# Coordinate annotation entries
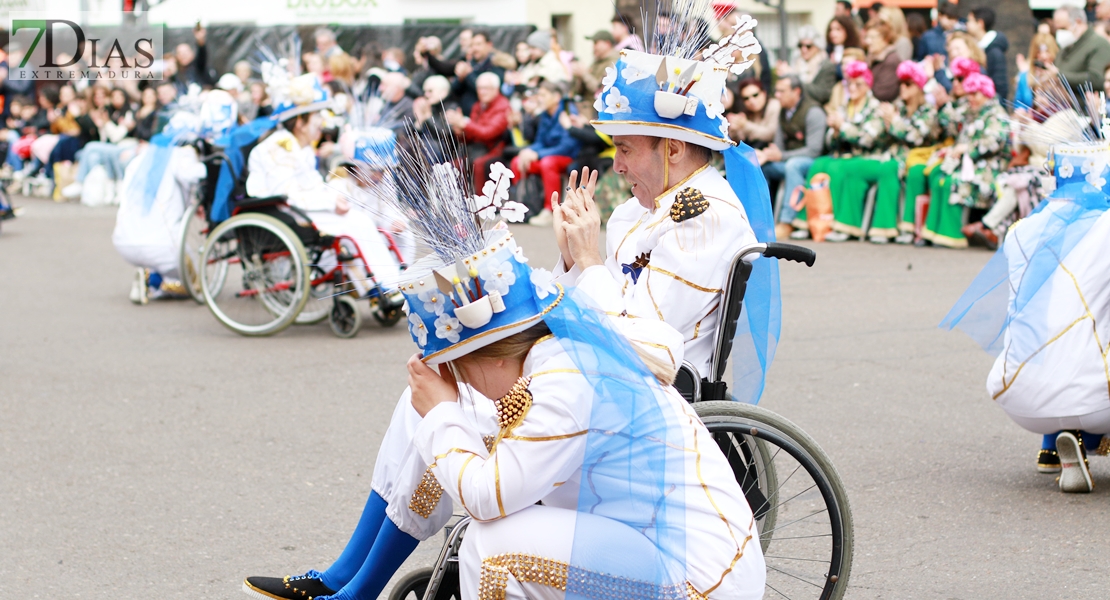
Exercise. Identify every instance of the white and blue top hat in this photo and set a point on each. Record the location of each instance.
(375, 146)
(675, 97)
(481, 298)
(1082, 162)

==

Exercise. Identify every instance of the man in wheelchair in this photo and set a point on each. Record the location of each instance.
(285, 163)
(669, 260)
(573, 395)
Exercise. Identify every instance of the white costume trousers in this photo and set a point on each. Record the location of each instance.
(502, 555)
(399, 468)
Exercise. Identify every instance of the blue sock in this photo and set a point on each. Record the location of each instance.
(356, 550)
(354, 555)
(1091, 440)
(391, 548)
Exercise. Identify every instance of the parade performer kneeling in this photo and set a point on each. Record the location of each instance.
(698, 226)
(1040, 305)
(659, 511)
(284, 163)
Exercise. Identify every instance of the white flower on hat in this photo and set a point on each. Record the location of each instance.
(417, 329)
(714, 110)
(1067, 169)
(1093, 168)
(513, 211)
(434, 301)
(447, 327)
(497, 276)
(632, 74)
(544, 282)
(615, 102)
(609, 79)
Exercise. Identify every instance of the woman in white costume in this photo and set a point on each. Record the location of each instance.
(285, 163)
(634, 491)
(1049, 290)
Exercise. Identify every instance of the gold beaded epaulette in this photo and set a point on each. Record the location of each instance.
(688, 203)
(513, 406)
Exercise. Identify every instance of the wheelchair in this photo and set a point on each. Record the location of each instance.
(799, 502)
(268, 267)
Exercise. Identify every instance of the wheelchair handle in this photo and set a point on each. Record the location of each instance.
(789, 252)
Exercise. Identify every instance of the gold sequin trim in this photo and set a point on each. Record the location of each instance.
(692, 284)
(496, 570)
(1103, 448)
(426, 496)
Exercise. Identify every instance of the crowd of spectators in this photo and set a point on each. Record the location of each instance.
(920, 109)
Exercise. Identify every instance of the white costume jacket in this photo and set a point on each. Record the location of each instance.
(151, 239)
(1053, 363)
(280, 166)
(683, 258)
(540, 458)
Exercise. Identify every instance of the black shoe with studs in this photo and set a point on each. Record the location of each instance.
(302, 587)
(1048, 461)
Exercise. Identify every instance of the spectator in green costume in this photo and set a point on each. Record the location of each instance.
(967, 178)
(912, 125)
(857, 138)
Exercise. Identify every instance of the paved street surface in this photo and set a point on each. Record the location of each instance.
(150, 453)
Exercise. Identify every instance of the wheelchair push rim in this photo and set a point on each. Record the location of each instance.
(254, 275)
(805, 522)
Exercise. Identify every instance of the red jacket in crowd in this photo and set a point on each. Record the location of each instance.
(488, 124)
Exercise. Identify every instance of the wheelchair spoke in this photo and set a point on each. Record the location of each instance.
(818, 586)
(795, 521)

---

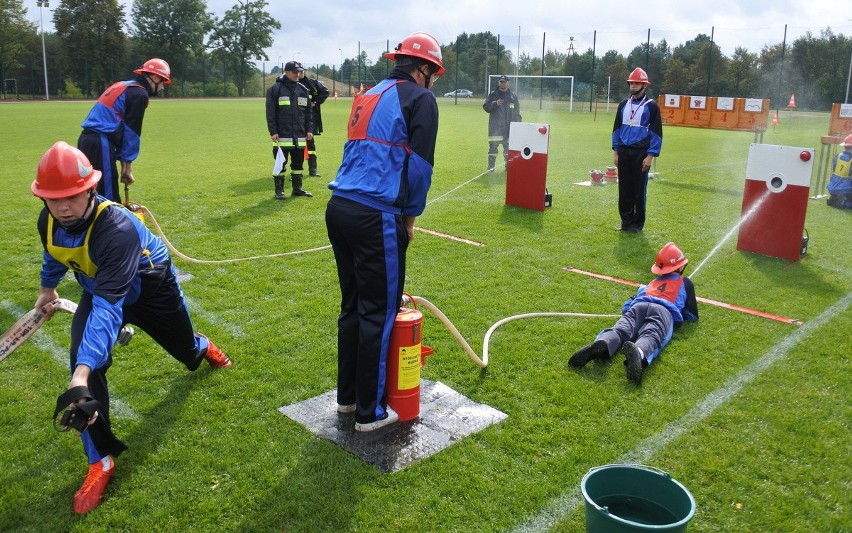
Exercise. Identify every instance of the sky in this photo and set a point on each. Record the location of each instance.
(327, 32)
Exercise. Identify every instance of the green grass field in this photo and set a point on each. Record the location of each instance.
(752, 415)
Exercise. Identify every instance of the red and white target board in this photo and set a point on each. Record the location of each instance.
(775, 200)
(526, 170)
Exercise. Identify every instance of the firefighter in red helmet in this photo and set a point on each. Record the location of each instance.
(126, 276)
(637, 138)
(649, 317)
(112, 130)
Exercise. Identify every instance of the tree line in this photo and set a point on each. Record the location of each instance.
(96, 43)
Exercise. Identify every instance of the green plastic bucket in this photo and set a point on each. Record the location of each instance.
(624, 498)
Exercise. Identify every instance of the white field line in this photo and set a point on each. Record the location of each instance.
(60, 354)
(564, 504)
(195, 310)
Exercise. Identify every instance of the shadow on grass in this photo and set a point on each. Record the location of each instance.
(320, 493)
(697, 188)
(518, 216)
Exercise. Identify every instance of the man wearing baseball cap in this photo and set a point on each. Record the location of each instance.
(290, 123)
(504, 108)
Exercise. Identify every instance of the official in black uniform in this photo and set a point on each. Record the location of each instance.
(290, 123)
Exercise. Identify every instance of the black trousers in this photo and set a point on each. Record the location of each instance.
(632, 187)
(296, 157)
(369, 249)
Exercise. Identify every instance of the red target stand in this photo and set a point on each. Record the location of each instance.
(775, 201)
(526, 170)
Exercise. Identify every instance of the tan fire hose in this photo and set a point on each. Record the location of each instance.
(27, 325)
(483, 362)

# Objective
Write out the lines of the entries from the line containing "Exercise. Identify every instance of the white and" through the line containing "(1082, 162)", replacing "top hat" with "bowler hat" and keeping everything else unchanged.

# Response to the exercise
Exercise. Identify every instance of the white and blue bowler hat in this photo and set a point on each. Record the location of each instance.
(375, 146)
(675, 97)
(481, 298)
(1082, 162)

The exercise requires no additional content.